#### [Objective]
Retype the records below line for line, keeping every character unchanged, and leave the pictures out of your answer.

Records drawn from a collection
※ ※ ※
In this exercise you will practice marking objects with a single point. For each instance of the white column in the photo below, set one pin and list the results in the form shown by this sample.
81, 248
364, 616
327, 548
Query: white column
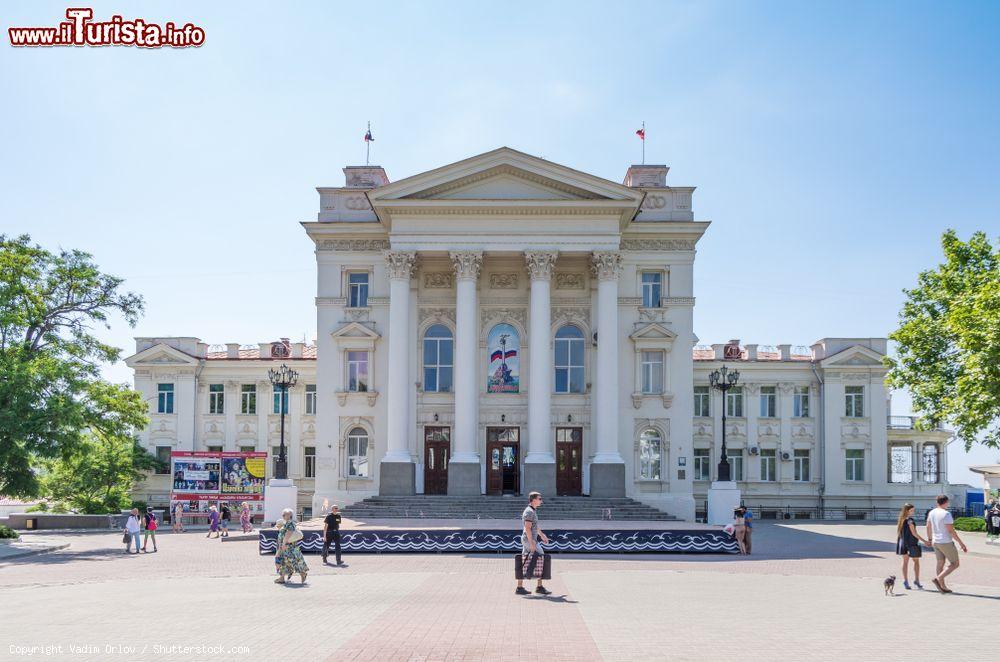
607, 266
399, 266
467, 266
540, 369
※ ※ ※
#### [Finished answer]
In this exercise you will practice marking objects with a single point. For each instance of the white column in the photo below, set one pin and list the results in the form shown by this sample.
81, 248
364, 616
327, 548
Query: white column
607, 266
399, 266
467, 266
540, 369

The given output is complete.